[SUPPLIED MATERIAL start]

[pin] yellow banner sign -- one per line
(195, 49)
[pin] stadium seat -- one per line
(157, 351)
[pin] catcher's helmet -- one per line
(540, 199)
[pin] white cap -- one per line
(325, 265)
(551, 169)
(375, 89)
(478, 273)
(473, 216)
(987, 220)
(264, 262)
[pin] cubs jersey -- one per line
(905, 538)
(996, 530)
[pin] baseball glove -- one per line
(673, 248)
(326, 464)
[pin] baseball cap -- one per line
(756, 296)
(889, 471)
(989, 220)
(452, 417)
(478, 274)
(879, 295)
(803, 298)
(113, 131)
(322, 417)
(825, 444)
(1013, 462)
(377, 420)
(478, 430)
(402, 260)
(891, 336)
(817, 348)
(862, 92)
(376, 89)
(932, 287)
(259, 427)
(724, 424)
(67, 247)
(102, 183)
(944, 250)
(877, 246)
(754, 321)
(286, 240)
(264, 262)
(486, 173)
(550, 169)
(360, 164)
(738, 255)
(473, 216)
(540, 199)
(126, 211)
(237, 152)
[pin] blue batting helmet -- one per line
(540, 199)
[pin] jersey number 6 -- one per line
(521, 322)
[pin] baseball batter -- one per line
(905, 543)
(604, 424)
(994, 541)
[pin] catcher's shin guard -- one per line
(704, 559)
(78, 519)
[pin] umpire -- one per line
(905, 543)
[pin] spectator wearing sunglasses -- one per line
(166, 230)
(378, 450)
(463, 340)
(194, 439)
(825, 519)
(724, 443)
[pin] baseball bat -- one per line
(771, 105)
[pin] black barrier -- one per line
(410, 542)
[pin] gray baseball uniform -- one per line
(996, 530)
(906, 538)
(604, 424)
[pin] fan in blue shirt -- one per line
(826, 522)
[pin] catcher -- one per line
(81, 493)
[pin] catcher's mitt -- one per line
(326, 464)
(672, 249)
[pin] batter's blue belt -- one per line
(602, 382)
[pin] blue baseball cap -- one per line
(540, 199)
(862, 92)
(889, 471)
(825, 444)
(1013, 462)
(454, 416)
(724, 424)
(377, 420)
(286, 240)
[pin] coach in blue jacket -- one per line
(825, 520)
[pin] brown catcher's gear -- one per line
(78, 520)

[SUPPLIED MATERIAL end]
[SUPPLIED MATERIAL start]

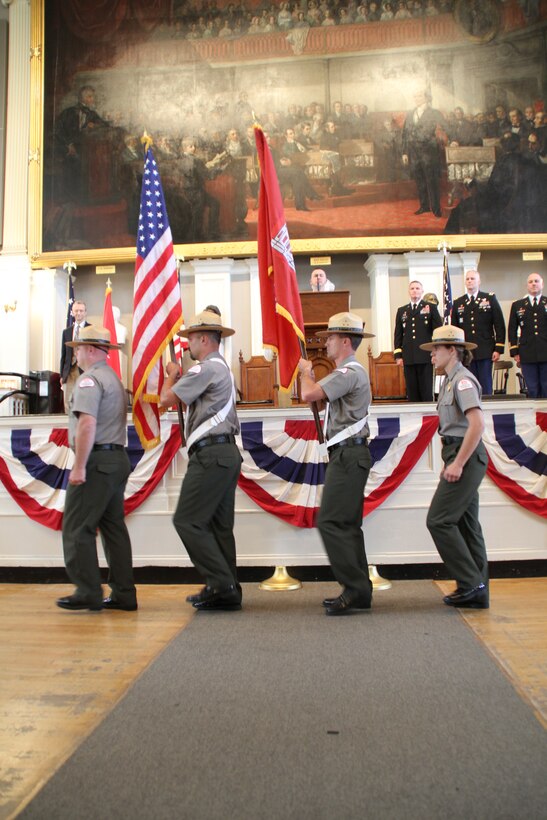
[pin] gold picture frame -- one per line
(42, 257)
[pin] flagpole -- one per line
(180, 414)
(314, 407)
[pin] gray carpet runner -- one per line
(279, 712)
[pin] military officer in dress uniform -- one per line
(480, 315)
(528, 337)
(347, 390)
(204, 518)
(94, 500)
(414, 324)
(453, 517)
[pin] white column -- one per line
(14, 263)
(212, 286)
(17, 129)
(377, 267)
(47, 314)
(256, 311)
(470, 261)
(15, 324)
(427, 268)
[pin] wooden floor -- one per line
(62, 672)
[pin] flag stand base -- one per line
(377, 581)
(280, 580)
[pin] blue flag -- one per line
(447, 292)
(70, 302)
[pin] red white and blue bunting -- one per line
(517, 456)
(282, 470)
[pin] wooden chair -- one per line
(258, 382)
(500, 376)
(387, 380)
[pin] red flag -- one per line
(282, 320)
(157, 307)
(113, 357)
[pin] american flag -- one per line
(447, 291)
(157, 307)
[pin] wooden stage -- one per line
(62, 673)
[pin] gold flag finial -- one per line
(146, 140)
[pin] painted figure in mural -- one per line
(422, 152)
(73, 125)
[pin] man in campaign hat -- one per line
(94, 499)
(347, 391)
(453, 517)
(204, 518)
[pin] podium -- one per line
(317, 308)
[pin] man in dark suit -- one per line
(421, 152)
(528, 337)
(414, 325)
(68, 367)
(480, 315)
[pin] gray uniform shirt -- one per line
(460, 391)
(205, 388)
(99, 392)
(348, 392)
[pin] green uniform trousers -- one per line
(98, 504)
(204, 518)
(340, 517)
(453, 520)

[SUPPLIED MATERIAL end]
[SUPPLIED MATERIAL start]

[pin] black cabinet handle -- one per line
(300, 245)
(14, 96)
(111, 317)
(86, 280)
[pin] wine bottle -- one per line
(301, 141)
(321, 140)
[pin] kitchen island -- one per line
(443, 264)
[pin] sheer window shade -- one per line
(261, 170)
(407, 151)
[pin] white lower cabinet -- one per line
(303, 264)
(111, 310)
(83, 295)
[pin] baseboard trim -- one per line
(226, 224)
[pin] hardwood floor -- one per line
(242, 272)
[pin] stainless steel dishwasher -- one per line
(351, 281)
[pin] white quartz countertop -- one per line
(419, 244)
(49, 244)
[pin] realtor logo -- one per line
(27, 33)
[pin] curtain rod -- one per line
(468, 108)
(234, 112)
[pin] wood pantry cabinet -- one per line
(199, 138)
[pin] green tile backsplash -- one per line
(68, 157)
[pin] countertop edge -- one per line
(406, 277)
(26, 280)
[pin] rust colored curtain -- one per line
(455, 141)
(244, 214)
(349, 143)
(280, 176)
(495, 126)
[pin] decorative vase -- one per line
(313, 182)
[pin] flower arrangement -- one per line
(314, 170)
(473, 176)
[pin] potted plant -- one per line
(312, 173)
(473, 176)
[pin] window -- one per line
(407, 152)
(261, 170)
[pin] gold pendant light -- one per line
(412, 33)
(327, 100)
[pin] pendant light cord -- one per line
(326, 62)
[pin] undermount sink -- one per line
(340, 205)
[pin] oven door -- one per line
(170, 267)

[SUPPLIED MATERIAL end]

* **EXERCISE OBJECTIVE**: Show every line above that contains the word "gold".

* **FINISHED ANSWER**:
[pin] gold picture frame -- one per line
[pin] gold flag finial -- one per line
[pin] gold pendant light -- one per line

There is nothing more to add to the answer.